Records from a collection:

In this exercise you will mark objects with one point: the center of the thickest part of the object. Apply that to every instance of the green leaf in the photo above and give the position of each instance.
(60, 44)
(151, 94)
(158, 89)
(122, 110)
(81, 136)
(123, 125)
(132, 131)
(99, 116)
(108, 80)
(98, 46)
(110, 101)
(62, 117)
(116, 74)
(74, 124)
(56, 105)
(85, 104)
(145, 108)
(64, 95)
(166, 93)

• What is required: Each entry above should be restated exactly as supplied.

• Reply:
In this exercise you will mark objects with one point: the center of the thickest part of the object. Apply that to every instance of the green leaf in the photo above and give the position of each instance.
(60, 44)
(151, 94)
(158, 89)
(122, 110)
(81, 136)
(123, 125)
(132, 131)
(99, 116)
(108, 80)
(98, 46)
(110, 101)
(62, 117)
(116, 74)
(74, 124)
(56, 105)
(85, 104)
(145, 108)
(64, 95)
(166, 93)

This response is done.